(Contour annotation records)
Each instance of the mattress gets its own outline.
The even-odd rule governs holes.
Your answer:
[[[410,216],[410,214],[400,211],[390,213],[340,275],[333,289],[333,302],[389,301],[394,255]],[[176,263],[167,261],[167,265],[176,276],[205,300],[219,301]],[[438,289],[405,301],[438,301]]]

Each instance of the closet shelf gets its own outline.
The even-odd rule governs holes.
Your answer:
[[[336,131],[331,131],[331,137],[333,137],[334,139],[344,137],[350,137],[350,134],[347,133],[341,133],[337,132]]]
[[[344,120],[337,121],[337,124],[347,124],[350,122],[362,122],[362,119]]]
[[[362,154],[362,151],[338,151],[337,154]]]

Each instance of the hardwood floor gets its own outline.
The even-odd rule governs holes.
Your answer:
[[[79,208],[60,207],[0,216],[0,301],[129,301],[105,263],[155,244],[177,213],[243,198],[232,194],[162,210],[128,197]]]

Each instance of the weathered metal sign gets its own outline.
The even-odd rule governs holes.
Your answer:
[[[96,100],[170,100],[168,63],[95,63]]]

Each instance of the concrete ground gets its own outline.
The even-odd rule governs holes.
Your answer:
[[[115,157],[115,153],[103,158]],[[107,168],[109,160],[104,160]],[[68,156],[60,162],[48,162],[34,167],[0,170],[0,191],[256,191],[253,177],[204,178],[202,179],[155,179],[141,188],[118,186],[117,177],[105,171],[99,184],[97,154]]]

_EXERCISE GOAL_
Reproduce the listing above in full, swapping every occurrence of "even-odd rule" for "nonzero winding rule" and leaving all other text untouched.

_RESPONSE_
Each instance of the mattress gets its own outline.
The nonzero winding rule governs holes.
Your answer:
[[[410,216],[410,214],[400,211],[390,213],[340,275],[333,289],[333,302],[389,301],[394,255]],[[176,263],[167,261],[167,265],[176,276],[205,300],[219,301]],[[438,289],[405,301],[438,301]]]

Each instance of the closet shelf gets its own outline.
The nonzero winding rule governs holes.
Your answer:
[[[336,131],[331,131],[331,137],[333,137],[334,139],[344,137],[350,137],[350,134],[347,133],[341,133],[337,132]]]
[[[344,120],[337,121],[337,124],[347,124],[350,122],[362,122],[362,119]]]
[[[362,154],[362,151],[338,151],[337,154]]]

Each instance of the hardwood floor gets its own outline.
The nonzero winding rule governs holes.
Your answer:
[[[79,208],[60,207],[0,216],[0,301],[129,301],[105,263],[155,244],[177,213],[243,198],[232,194],[162,210],[128,197]]]

Each instance of the weathered metal sign gets its own outline.
The nonzero winding rule governs holes.
Your answer:
[[[96,100],[170,100],[168,63],[95,63]]]

Each instance of the concrete ground gets its own outline.
The nonzero winding rule governs holes.
Your answer:
[[[115,157],[115,153],[103,158]],[[107,168],[109,160],[104,160]],[[68,156],[60,162],[48,162],[34,167],[0,170],[0,191],[256,191],[253,177],[204,178],[202,179],[155,179],[141,188],[118,186],[117,177],[105,171],[99,184],[97,154]]]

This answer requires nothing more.